> [Extract provided]:

[Start of Attachment]

I’ve been heckled by friends into reading the Jordan Peterson book, 12 Rules for Life: An Antidote to Chaos I haven’t read all of it yet, but I’ve read half and skimmed the rest.
So… is it helpful? Weirdly, yes. Look, I even get the title. I don’t know if you guys realize this, but we live in one of the most unstructured eras in human history. The result of throwing out all the old rules wasn’t so much freedom as what they like to call “the anomie of modern life.” One of the people that Peterson describes in the book is so chaotic that she “thinks she might have been raped” FIVE times. FIVE TIMES. She can’t tell if she was, because she can’t tell if she wanted to do this or not, or even exactly what happened and what was a dream.
I was talking to a young friend yesterday and we agreed (I think. It was a fragmentary conversation online) that part of the problem people have getting their lives in order is knowing what they really want to do and what people expect them to do. By which I don’t mean “social rules.” It’s that this weird chaos, devoid of manners or morals, does in fact have a lot of “you should” particularly when judged by the people who look down on universal morals and rules.

[End of Attachment]

> [Provided data]:
[Start of Attachment]

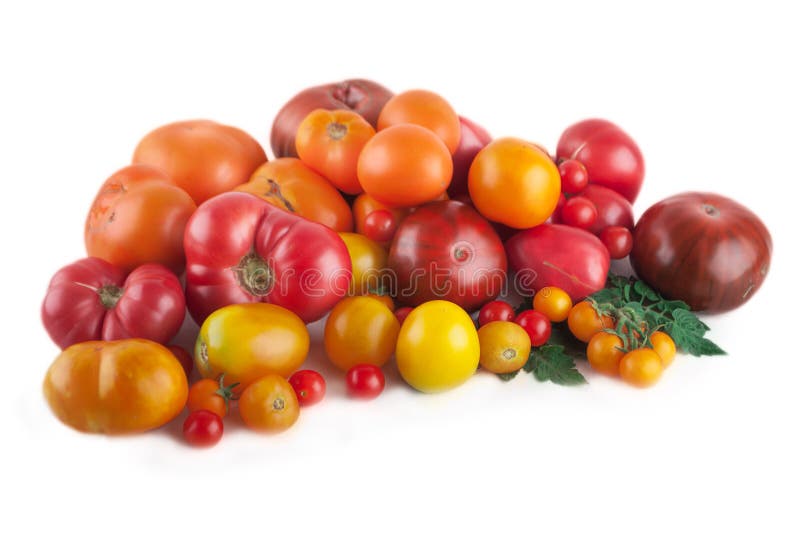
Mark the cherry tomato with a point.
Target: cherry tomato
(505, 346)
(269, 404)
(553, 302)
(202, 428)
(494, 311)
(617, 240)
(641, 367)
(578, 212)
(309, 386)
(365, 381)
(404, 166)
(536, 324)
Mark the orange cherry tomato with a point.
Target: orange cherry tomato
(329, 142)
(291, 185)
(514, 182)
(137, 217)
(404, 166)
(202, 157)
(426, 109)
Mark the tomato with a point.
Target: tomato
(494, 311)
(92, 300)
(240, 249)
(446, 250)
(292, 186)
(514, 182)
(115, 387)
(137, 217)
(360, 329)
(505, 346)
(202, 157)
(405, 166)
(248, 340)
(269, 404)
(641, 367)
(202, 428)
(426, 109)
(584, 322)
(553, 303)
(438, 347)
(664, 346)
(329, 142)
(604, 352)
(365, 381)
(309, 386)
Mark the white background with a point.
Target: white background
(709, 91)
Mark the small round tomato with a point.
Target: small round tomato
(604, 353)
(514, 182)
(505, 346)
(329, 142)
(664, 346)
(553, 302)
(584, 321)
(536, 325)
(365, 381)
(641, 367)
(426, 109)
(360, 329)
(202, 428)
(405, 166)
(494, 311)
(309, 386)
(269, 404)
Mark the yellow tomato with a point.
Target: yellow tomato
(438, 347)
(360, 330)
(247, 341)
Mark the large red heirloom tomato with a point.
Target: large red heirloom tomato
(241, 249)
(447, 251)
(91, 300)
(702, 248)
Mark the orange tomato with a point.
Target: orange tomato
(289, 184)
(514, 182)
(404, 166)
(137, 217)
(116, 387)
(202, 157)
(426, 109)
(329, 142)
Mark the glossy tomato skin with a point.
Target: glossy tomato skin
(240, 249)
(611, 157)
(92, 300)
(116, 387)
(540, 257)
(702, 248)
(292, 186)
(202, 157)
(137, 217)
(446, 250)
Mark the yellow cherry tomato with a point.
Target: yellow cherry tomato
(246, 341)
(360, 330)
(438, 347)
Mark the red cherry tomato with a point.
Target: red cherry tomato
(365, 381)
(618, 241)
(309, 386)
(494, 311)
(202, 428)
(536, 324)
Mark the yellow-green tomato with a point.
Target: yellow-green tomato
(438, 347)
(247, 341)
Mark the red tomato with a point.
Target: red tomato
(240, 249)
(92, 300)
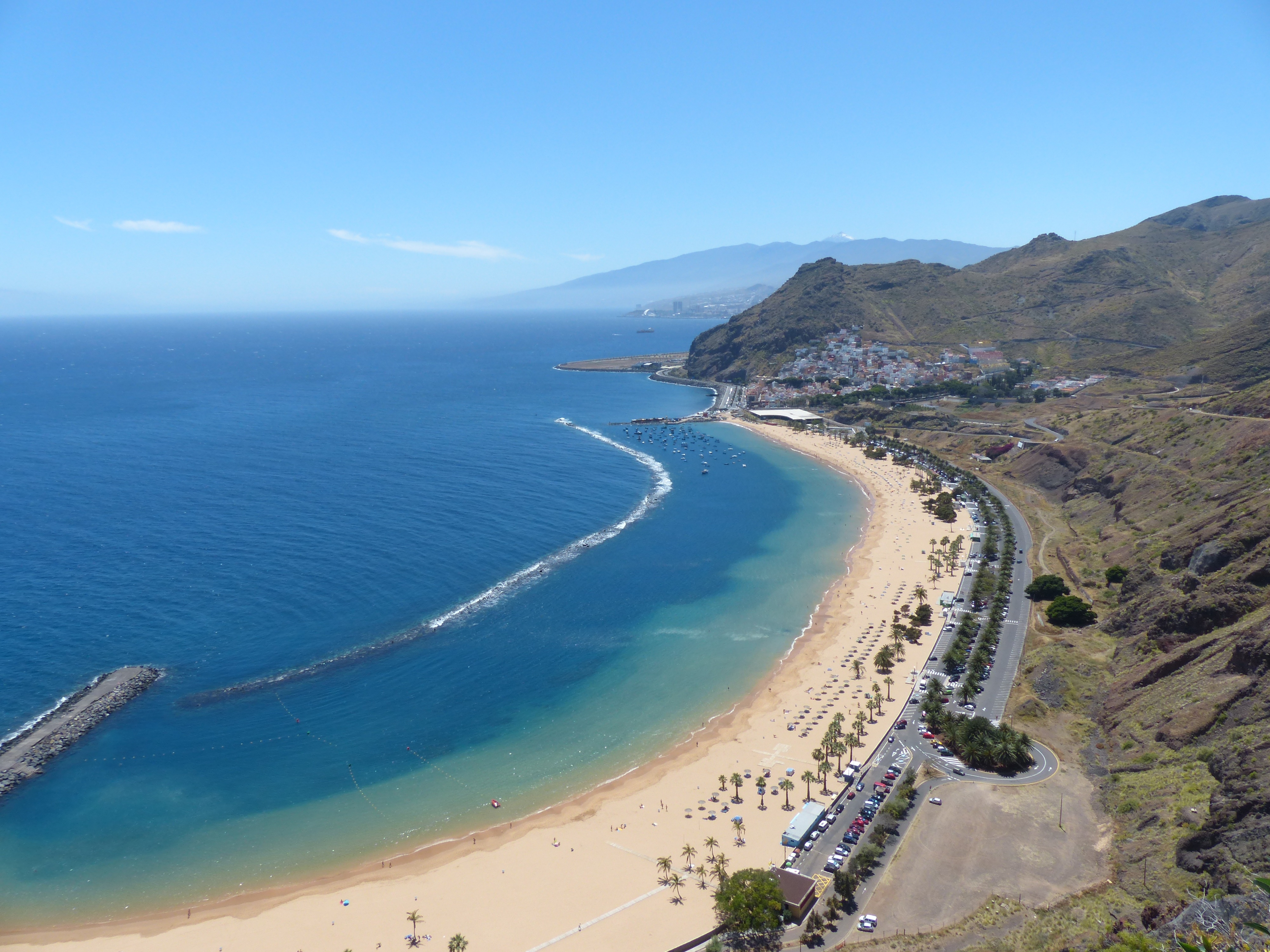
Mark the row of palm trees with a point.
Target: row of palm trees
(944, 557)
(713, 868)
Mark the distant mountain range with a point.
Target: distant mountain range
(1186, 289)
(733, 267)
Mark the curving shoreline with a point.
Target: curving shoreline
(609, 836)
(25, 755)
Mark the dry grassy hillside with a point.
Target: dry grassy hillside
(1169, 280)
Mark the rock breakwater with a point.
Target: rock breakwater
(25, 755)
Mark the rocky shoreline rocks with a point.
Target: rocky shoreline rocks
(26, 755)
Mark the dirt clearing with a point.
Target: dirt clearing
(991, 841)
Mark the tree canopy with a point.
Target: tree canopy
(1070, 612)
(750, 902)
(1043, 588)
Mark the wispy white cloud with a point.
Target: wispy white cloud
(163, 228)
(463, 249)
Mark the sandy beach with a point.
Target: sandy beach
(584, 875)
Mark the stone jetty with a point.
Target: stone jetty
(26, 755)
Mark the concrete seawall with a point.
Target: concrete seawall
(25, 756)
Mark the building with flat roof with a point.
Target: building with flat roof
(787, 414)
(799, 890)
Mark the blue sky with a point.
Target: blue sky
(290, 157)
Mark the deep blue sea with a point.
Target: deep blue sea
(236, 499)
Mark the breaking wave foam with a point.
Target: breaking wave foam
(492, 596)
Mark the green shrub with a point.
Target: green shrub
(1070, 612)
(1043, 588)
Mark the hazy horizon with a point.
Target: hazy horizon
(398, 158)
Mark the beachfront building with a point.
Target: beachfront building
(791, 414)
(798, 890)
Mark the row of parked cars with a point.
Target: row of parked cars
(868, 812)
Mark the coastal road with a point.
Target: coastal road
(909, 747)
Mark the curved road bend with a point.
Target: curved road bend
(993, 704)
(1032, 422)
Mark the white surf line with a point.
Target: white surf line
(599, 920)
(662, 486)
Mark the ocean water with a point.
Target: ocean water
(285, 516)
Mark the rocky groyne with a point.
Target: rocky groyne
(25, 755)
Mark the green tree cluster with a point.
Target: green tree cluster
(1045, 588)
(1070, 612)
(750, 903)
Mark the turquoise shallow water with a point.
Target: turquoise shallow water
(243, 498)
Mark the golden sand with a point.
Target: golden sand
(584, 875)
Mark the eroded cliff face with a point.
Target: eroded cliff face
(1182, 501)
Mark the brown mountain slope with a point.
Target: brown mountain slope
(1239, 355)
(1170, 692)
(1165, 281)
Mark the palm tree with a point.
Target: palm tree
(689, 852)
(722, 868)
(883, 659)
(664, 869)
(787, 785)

[End of Attachment]
[Start of Attachment]

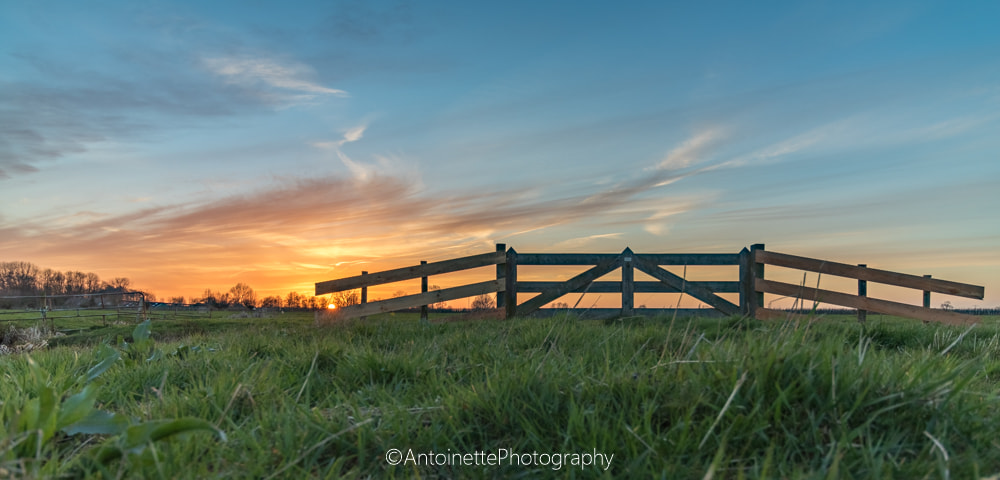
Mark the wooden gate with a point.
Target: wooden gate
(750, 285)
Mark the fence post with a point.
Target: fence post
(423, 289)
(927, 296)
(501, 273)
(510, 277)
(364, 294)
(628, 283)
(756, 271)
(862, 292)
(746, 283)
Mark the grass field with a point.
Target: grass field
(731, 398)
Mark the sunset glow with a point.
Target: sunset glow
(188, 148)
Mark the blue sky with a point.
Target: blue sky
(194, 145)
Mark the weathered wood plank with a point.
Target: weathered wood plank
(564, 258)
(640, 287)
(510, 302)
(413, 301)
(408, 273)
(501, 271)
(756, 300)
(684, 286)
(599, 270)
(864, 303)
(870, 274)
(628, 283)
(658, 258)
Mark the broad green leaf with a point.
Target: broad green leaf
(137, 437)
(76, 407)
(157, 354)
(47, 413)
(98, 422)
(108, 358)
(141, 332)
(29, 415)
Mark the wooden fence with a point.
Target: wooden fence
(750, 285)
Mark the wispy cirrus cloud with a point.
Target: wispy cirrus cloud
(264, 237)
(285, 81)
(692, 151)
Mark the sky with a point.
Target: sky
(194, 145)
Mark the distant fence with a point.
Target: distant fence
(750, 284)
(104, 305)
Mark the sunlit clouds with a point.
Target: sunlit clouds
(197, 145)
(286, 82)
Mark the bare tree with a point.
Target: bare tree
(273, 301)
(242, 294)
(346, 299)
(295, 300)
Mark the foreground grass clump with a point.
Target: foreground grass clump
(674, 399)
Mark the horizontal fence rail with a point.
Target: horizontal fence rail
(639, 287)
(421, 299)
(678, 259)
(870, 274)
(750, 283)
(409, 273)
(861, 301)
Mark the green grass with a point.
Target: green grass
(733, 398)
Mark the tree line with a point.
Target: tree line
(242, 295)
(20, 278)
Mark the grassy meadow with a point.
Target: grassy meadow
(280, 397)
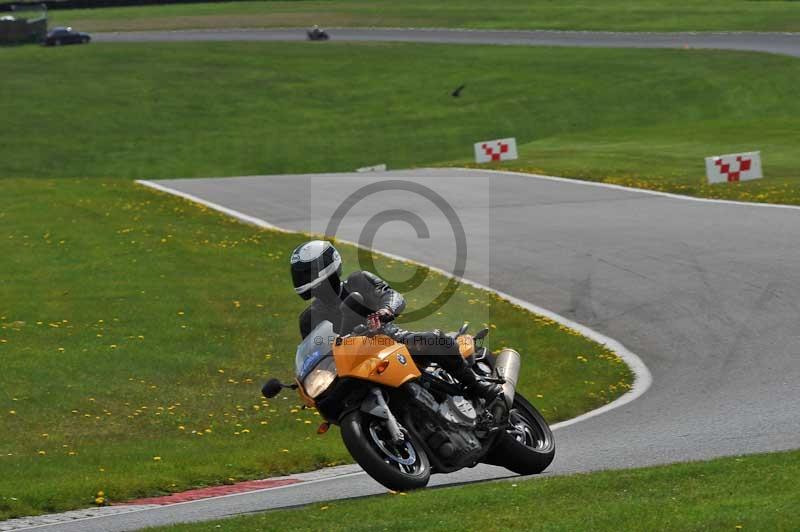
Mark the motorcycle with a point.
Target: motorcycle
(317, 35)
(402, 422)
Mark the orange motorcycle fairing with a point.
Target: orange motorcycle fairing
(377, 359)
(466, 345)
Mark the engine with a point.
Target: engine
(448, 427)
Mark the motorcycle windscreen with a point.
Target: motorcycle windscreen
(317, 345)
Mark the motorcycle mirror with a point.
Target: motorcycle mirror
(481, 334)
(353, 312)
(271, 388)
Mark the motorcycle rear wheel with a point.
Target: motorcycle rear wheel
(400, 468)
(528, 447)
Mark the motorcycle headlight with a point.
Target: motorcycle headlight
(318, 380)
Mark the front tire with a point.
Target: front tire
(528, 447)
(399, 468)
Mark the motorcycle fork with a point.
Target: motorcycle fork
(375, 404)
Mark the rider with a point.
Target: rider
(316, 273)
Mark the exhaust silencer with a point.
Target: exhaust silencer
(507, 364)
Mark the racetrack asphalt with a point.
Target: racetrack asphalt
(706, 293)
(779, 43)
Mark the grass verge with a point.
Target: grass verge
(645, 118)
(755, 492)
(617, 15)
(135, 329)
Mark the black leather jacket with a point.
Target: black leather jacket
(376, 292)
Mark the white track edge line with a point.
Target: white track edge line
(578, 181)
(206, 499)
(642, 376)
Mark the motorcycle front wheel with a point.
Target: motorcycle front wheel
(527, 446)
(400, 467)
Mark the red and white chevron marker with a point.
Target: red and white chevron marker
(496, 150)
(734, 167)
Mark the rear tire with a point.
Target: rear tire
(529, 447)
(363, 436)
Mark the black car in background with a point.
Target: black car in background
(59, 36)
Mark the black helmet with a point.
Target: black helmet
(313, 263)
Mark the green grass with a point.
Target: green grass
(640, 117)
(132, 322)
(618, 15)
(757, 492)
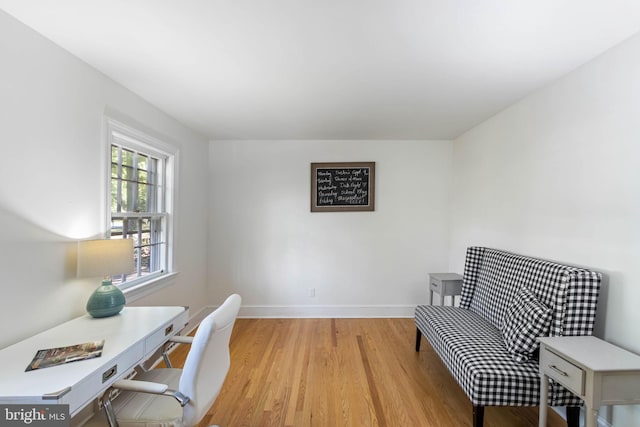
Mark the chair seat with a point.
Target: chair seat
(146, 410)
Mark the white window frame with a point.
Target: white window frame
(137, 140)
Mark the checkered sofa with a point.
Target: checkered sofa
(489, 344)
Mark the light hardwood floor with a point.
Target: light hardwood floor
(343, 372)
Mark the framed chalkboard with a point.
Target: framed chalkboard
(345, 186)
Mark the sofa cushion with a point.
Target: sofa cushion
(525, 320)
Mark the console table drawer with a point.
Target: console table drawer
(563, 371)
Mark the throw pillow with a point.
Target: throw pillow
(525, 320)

[End of Attachment]

> [What the task asks]:
Pick up the post about reading Jordan Peterson's 12 Rules for Life after its last sentence and continue it.

> [Answer below]:
For instance, it is bad to hold onto the morality of not sleeping around or really sleeping with anyone outside of marriage. I mean, a lot of the people in other times didn’t even hold to that. They slept together when they were “merely” engaged. OTOH any young people today has internalized that they need to at least lie about sleeping with a lot of people. Because heaven forbid you are in a monogamous relationship and have never slept with anyone else, or, gasp, a virgin past you middle teens. If you confess to that, everyone will know you’re weird and repressed and stuff, right? (BTW the whole idea of repression and sublimation being bad for you is one of those Freud things that doesn’t seem to have any basis in the real world.)
So the modern world has not rules, but a lot of expectations, some of which are objectively bad for you, like “Women should sleep around as much as men [in outdated movies and books.]” (This is objectively bad because most women don’t want to sleep around that much and most women don’t want sex without consequences, on account of the hormones released during sex creating attachment. Yes, there are exceptions for everything, but how weird is it that a woman should feel guilty because she doesn’t WANT TO sleep around?)
Anyway, part of the book’s concept is that “if it feels good do it” is an awful way to live your life, since objectively, in most situations, what feels good at that moment is not what brings you long-lasting happiness. And since “if it feels good do it” comes close to being the only universal law of behavior in our society, we’re in trouble.
I haven’t finished reading it yet. I skimmed and am going back to read slowly and carefully. But one thing I read might come to save my life. No, seriously. And the weird thing is that it’s something I knew. Of course I knew it. But he put it in words where I can’t avoid it.
It’s I THINK rule 2 on self care. And yes, I realize that me talking about self-care is like a fish talking of the joys of flying through air. But that’s the whole thing, and why it’s important.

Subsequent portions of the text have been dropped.